Tasks:
A. In the question about a norm for color range, substitute "monochrome" for "grayscale" in the part from "I have a picture" to "to formalize this?", and give that part again.
B. Name the quantities in the new basis that the color-norm question's first instinct would switch to.
C. Write the next part of the question about a norm for the range of colors in a picture, picking up after its last sentence.

Article:
1
$\begingroup$

I have a picture consisting of a two-dimensional array of ordered triples (red, green, blue) of real numbers from 0 to 1. I'm looking for something like a norm on pictures which expresses the range of colors used.

The idea is that a grayscale image should have norm 0 and an image with pure red, green, and blue should have norm 1. Here's the key part: A colorized image (black and red, for example, instead of black and white) should have norm 0 just like a grayscale image. So if all colors are linear combinations of two colors the norm is 0, and the extent to which a third basis is needed to represent the colors used (even if only for one pixel) is the norm.

Any ideas on how to formalize this?

My first instinct is to change bases to (hue, saturation, lightness) and look at the maximum difference of hues (mod 1). But then two points with colors $(\varepsilon, 0, 0)$ and $(0, \varepsilon/2, \varepsilon/2)$ would seem very distant where they actually represent colors which are very close (near-black).

Material provided:
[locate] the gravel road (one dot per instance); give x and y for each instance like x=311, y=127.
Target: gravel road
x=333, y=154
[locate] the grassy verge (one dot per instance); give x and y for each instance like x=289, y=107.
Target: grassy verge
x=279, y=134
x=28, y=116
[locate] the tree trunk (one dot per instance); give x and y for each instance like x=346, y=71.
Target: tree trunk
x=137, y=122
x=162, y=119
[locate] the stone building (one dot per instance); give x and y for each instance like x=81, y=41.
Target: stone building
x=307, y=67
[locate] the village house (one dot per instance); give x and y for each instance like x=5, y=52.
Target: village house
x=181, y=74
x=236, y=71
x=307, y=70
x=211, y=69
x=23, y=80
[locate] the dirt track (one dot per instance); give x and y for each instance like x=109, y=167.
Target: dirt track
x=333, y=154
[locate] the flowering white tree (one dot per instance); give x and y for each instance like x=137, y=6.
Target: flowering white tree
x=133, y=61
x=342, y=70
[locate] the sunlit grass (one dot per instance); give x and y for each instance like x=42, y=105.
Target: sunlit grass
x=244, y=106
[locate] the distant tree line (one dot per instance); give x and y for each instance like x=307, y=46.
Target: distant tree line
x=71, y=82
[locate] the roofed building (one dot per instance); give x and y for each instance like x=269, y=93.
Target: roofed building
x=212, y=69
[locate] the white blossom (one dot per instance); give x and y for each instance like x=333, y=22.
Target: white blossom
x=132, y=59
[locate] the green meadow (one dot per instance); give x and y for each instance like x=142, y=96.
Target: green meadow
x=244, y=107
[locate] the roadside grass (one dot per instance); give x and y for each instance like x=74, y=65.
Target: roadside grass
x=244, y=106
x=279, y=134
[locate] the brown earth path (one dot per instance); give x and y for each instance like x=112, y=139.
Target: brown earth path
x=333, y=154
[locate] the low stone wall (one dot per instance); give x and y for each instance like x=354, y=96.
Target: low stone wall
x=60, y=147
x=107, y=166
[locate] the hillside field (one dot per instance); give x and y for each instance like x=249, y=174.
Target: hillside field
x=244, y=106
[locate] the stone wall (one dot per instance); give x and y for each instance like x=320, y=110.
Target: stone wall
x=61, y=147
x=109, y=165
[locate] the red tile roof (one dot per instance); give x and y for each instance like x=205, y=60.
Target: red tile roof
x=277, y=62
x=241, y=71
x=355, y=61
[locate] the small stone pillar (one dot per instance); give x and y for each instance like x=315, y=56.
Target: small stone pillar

Responses per task:
A.
I have a picture consisting of a two-dimensional array of ordered triples (red, green, blue) of real numbers from 0 to 1. I'm looking for something like a norm on pictures which expresses the range of colors used.

The idea is that a monochrome image should have norm 0 and an image with pure red, green, and blue should have norm 1. Here's the key part: A colorized image (black and red, for example, instead of black and white) should have norm 0 just like a monochrome image. So if all colors are linear combinations of two colors the norm is 0, and the extent to which a third basis is needed to represent the colors used (even if only for one pixel) is the norm.

Any ideas on how to formalize this?

B. hue, saturation, lightness

C.
It seems natural at this point to transform the problem into one of geometry and look at the color bicone, but what is the most natural metric to use here? Euclidean? L1? Something else?

Of course other approaches would be welcome.

  • 0
    @Rahul: I know the "keep getting distracted by answering newer questions instead" phenomenon very well :-)2012-07-31

1 Answers 1

1

Sounds like what you're looking for is how far the colours in the image, seen as points in the RGB cube, deviate from a one-dimensional manifold.

In a grayscale image, all the colours lie on the line segment $(t,t,t)$ for $t \in [0,1]$. On a black-and-red image, they lie on $(t,0,0)$, and on a red-and-white image, on $(1,t,t)$. A sepia-toned image contains colours on a curve that passes through black, brown, cream, and white; whether you consider this one-dimensional depends on whether you're only looking for "flat" affine subspaces or general curved submanifolds of the RGB cube.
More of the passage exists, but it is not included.